Work instruction A:
Quote the Culture Blues list word for word, starting at "Aside from capping" and ending at "think they are.".
Work instruction B:
In the Culture Blues list, how much money did a major movie studio give Joss Whedon to make a series finale for Firefly?
Work instruction C:
Pick up the Culture Blues list of badasses after its final sentence and keep writing it.
---------- Provided passage
Soccer has a rich history of shocking on-the-field violence. Women, on the other hand, do not. Perhaps that’s why our nation was so captivated a few months ago by New Mexico State college soccer player Elizabeth Lambert, whose vicious attacks on her opponents have so far garnered more than 4 million views on Youtube. Here at Culture Blues, we don’t practice a double standard of badassery. Sure, we’ve only known Lambert for a few months but we can only assume that she’s been throwing elbows and making bitches recognize since junior high, and thus must be lauded as the first in a new breed of lady-goons.

(14)  Joss Whedon

(14) Joss Whedon

Aside from capping off two shows, Buffy the Vampire Slayer and its spin off Angel, in typically epic fashion and getting a major movie studio to give him $40 million to make a series finale for a show that didn’t even last one season (Firefly), Joss Whedon may have given the entire entertainment industry a shake up when he independently financed Dr. Horrible’s Sing-Along Blog, a 42 minute musical about an aspiring super villain created entirely with friends and family. Originally distributed online in three installments, it felt more like a web series. But now that it’s gotten a proper DVD release, it is a movie, albeit a short, low budget one. And Whedon has, over time, been able to reimburse all of the crew who were not paid at the time, proving that the studios and networks may not be as essential as they want us to think they are.

(13)  The Bride

(13) The Bride

Tailor made by Quentin Tarantino to be a badass, to reaffirm feminine strength and to showcase the talents of his muse, Uma Thurman’s Bride still undeniably belongs on this list. Her epic quest for revenge might be enough all by itself, but what puts her over the top is that when it comes to the final foe, she doesn’t flinch, she doesn’t search for redemption and she doesn’t show mercy. Take that, Edmond Dantes. With a fashion sense informed by Bruce Lee and a body count that would make John Matrix blush, The Bride has carved out her own place in the history of badassery.

(12)  Kevin Everett

(12) Kevin Everett

The Bride is a good choice since she kills a ton of people and, among other things, teaches herself to walk again. The latter reason is why we found former Buffalo Bills Tight End Kevin Everett to be an obvious selection because he was PARALYZED and taught himself how to walk again in real life. It was after this hit on a special teams play in September of 2007 that Everett was left on the turf motionless. At the time he was transported off the field, he could only move his eyes. Days after surgery to repair dislocation of the third and fourth cervical vertebrae, Everett had no feeling below his shoulders. Two months later, he was walking, chewing snuff, and banging nurses. Ok, the last two are not true… or, rather, unconfirmed at time of press.
--------------------
---------- Recorded information
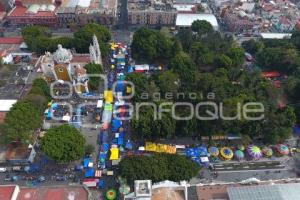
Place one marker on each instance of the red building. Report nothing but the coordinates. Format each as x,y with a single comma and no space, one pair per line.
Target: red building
33,15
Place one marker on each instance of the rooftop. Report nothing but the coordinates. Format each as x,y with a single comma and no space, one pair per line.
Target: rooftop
188,19
289,191
7,191
168,193
11,40
20,11
53,193
6,104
--------------------
Answer A:
Aside from capping off two shows, Buffy the Vampire Slayer and its spin off Angel, in typically epic fashion and getting a major movie studio to give him $40 million to make a series finale for a show that didn’t even last one season (Firefly), Joss Whedon may have given the entire entertainment industry a shake up when he independently financed Dr. Horrible’s Sing-Along Blog, a 42 minute musical about an aspiring super villain created entirely with friends and family. Originally distributed online in three installments, it felt more like a web series. But now that it’s gotten a proper DVD release, it is a movie, albeit a short, low budget one. And Whedon has, over time, been able to reimburse all of the crew who were not paid at the time, proving that the studios and networks may not be as essential as they want us to think they are.

Answer B:
$40 million.

Answer C:
(11)  Barry Bonds

(11) Barry Bonds

Some badasses are more admirable than others. You can gain the title in a variety of ways, with honor, through being cold-fucking-blooded, and in the case of Barry Bonds, derisively. Bonds was already a badass in the 90s; a first ballot Hall of Famer who subsisted on a blend of hate and drive, Bonds was the literal definition of a five-tool player. Barry had already won 3 National League MVPs before this decade was even underway, but as the 90s drew to a close his skills had begun to diminish. During the historic 1998 baseball season Bonds watched, like the rest of us, as Sosa and McGwire rewrote the record books. It was then that Bonds - aware of the chemical edge of his colleagues - in a rage of hate-filed jealousy vowed to gain an advantage as well, and began his own doping regimen. What happened over the next decade was a sordid, and disgraceful, series of wrongly achieved milestones and accomplishments that disheartened many loyal fans of the game. Throughout this Barry collected his checks and accolades, while flipping us off with a smirk. He is the only man since Babe Ruth to hold the single season and career home-run mark. He is also blackballed from the game he betrayed.

(10) Trent Reznor

(10) Trent Reznor

One of this decade’s defining stories is the decline of the record industry as we know it. While most artists are standing obediently by the crumbling labels or paying lip service to changes while secretly hoping Wal-Mart still moves units, Trent Reznor has made himself the enemy. He attacked Universal for “absurd” pricing and distribution practices with regards to Year Zero and he encouraged fans to “steal and steal and steal some more and give it to all your friends and keep on stealin'.” Then he announced that his contractual obligation to Interscope was done and he’d be releasing future albums independently. Rough translation: “fuck you.”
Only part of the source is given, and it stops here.